Quien crea que Maradona era un jugador de fútbol no podría estar más equivocado. Y no vamos a hablar aquí en términos de héroe, leyenda ni nada parecido. Para bien o para mal, le pese a quien le pese, Maradona fue –fundamentalmente– argentino. Con todo lo que eso implica.
El periodista español Santiago Segurola escribió, hace ya algunos años, que la Argentina es “un país maradoniano: excesivo, genial, autodestructivo, superviviente, vanidoso, depresivo y siempre contradictorio. No es fácil saber si Argentina es la metáfora de Maradona o Maradona la metáfora de Argentina".
En Maradona convivían el talento, la excelencia, la destreza, el ingenio, el coraje, la viveza. La destrucción, la dualidad, la imperfección, la imprudencia. Los extremos, todos: los buenos y los malos. Maradona condensó el ser argentino de punta a punta. Con todos sus matices.

## [Datos recopilados]
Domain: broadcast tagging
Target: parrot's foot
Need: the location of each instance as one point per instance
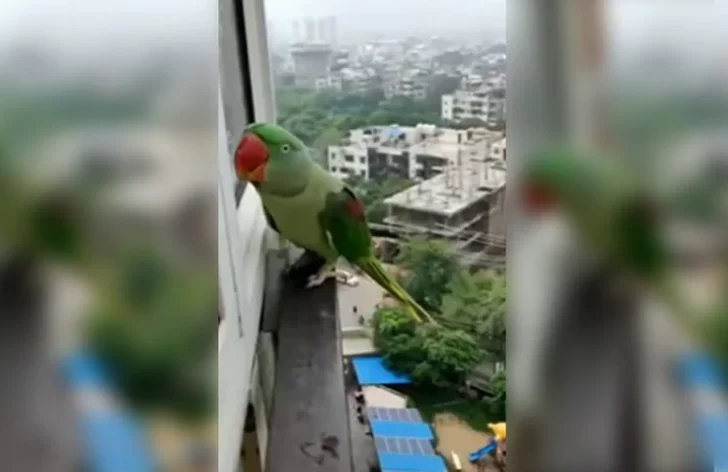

## [Instrucciones de la tarea]
Prolonga el texto sobre Maradona a partir de la oración «Con todos sus matices.»

## [Respuesta]
Hubo quienes lo amaron a pesar de todo y hubo quienes lo odiaron –también– a pesar de todo. Pero ambos bandos tienen, de seguro, una cosa en común: en él se ven reflejados. Algunos ven proyectados sus triunfos, ven claramente por qué somos los mejores del mundo. Otros ven la irreverencia argentina en su máxima potencia, y eso les da bronca, los avergüenza. Quizás porque, en algún punto, también es parte de ellos mismos.
Maradona es el gol a los ingleses, el primero y el segundo. La Mano de Dios y el Gol del Siglo. El que va por fuera de las normas y el que viene directamente de otro planeta. La picardía y el don divino. Las dos caras de una moneda que se personificaron en él. Las dos caras de una moneda que nos representan a cada uno de los que tuvimos la dicha de nacer en estas tierras.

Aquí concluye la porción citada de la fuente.